** Start DATA TO PROCESS **

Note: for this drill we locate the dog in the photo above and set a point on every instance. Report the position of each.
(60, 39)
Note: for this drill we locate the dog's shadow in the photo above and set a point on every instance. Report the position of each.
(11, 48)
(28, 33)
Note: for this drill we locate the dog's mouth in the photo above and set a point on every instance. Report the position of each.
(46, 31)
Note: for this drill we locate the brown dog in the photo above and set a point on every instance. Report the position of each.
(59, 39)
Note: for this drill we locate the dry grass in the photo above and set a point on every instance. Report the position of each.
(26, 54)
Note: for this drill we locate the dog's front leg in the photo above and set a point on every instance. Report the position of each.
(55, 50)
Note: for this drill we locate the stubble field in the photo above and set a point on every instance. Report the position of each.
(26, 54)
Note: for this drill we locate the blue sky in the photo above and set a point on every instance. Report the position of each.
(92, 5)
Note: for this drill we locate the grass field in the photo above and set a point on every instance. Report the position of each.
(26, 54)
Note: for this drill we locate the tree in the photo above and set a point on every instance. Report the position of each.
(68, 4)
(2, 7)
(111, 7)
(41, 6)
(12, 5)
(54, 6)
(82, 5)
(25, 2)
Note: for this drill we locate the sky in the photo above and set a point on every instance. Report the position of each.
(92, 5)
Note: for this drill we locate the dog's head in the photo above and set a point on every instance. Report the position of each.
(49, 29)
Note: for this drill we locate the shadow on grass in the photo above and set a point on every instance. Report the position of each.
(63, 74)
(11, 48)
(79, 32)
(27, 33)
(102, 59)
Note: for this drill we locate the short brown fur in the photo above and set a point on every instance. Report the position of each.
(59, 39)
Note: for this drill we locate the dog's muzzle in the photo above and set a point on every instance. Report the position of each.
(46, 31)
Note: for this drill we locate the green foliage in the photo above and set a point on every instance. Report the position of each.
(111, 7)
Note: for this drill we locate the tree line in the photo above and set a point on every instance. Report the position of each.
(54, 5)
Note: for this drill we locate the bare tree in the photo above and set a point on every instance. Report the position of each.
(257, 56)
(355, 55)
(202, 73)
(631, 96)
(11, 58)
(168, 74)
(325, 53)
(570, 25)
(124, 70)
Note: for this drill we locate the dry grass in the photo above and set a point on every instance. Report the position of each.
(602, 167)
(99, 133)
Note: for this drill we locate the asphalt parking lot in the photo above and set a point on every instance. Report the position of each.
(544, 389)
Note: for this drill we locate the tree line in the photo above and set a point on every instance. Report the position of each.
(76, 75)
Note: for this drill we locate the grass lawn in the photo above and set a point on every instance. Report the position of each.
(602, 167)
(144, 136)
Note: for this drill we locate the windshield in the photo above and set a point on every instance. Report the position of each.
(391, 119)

** End DATA TO PROCESS **
** Start DATA TO PROCESS **

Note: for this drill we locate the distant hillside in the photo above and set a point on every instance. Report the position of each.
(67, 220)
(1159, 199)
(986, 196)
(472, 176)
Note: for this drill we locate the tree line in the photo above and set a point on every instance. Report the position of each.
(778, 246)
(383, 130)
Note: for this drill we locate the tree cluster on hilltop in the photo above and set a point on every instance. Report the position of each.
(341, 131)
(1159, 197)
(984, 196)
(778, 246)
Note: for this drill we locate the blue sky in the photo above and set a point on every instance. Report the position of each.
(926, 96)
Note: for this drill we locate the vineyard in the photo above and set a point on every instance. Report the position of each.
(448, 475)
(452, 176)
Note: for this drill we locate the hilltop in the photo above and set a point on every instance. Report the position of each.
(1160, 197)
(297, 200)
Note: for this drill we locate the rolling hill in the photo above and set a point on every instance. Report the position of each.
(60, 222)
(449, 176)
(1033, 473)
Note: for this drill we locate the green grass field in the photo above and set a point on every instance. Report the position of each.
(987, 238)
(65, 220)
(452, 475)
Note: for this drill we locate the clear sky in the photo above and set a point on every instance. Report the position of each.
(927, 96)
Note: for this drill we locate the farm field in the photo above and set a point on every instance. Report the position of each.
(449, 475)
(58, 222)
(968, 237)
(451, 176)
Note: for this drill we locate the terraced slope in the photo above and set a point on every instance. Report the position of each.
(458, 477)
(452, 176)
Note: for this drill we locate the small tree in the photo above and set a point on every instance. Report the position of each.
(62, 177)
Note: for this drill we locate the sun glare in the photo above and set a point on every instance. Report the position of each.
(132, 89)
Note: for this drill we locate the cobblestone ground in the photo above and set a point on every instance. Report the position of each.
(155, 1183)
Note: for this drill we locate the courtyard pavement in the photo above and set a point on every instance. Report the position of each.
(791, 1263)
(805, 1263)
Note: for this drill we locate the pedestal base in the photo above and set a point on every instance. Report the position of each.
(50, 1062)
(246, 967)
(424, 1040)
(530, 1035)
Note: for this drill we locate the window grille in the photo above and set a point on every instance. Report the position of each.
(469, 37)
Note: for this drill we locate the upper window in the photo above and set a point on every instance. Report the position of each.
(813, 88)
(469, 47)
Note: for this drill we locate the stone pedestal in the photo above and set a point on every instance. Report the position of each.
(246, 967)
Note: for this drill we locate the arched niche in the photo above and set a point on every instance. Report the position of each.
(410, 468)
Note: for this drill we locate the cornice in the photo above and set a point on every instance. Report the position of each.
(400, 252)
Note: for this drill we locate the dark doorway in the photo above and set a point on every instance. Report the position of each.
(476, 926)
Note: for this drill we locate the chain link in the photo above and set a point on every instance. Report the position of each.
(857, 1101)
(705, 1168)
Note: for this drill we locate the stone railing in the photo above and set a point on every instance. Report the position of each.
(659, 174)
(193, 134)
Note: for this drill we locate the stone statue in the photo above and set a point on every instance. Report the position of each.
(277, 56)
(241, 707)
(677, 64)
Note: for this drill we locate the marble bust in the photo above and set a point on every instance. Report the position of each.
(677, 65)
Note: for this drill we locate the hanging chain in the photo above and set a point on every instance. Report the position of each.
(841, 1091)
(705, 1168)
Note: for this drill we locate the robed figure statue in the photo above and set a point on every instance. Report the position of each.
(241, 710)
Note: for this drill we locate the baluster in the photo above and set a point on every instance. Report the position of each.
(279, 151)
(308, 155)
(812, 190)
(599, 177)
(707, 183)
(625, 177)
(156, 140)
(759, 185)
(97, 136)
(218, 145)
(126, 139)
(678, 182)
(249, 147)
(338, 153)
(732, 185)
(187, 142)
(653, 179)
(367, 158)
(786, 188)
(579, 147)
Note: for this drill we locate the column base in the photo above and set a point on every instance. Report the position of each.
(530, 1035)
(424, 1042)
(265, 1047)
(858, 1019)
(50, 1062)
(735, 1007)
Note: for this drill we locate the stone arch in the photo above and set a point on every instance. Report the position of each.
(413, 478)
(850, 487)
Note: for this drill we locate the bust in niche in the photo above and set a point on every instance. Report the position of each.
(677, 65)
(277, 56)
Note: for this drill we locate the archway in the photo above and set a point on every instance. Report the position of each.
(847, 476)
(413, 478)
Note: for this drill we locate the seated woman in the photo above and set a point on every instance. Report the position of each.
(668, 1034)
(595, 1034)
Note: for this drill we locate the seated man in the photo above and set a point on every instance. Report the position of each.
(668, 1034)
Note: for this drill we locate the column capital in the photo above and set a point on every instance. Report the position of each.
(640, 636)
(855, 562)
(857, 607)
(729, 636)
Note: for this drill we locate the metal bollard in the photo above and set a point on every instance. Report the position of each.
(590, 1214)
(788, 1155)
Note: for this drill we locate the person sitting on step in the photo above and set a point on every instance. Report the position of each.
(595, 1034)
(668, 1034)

** End DATA TO PROCESS **
** Start DATA TO PROCESS **

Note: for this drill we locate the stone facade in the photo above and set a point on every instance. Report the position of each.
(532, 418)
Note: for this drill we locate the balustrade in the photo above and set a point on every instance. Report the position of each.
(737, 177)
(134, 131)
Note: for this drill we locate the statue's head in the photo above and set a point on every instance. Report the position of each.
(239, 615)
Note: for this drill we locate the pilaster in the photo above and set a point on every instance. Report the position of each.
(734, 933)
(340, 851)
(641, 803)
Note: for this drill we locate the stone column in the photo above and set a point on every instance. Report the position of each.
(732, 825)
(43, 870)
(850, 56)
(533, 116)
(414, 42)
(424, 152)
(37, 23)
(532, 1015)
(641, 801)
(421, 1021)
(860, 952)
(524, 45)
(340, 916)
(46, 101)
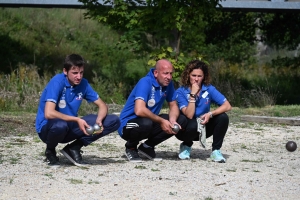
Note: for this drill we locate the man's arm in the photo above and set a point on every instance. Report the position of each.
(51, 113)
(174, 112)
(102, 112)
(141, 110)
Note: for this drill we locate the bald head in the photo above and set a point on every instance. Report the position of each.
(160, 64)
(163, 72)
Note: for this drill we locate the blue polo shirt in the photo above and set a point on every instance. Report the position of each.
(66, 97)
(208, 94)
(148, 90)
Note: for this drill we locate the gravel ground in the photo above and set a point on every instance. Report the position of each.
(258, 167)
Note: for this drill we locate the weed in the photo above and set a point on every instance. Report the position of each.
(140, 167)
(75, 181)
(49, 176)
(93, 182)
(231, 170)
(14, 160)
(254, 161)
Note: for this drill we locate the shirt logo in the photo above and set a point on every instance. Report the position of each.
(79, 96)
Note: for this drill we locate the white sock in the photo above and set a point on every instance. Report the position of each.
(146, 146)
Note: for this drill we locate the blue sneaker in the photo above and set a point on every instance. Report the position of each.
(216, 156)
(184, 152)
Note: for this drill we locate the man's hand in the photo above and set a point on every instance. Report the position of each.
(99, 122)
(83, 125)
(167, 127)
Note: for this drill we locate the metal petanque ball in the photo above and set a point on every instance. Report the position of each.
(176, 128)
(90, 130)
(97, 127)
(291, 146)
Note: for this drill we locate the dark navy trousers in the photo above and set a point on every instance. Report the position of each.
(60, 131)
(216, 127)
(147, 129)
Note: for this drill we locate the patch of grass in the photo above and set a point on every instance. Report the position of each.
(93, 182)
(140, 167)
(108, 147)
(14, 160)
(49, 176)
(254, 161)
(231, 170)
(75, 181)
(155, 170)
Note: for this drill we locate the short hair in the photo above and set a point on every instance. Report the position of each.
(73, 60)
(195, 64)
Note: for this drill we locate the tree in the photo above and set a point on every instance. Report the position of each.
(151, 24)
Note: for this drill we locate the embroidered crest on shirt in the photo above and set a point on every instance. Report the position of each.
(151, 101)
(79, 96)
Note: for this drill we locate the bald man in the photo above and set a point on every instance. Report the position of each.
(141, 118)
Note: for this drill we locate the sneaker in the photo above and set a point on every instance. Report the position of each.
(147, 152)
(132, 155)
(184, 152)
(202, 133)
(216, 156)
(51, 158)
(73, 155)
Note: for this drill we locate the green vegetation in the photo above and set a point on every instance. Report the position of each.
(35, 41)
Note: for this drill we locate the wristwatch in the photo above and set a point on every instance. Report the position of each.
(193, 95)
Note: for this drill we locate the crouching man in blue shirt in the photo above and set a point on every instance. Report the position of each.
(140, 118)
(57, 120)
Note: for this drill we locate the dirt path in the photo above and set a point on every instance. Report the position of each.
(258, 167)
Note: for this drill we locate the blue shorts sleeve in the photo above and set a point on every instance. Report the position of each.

** End DATA TO PROCESS **

* [WHAT IS REQUIRED] Which rows above contain the string "green"? Collect every one of them in full, matching case exactly.

* [IN RESPONSE]
Note: for this drill we locate the green foliage in the photo above and set a point on every instance. Report the position of each.
Note: for this drill we locate the green grass field in the photo above and set a point on every instance. Report the position of each.
Note: for this drill we locate the green vegetation in the photo above and set a point on every instance. Report the position of each.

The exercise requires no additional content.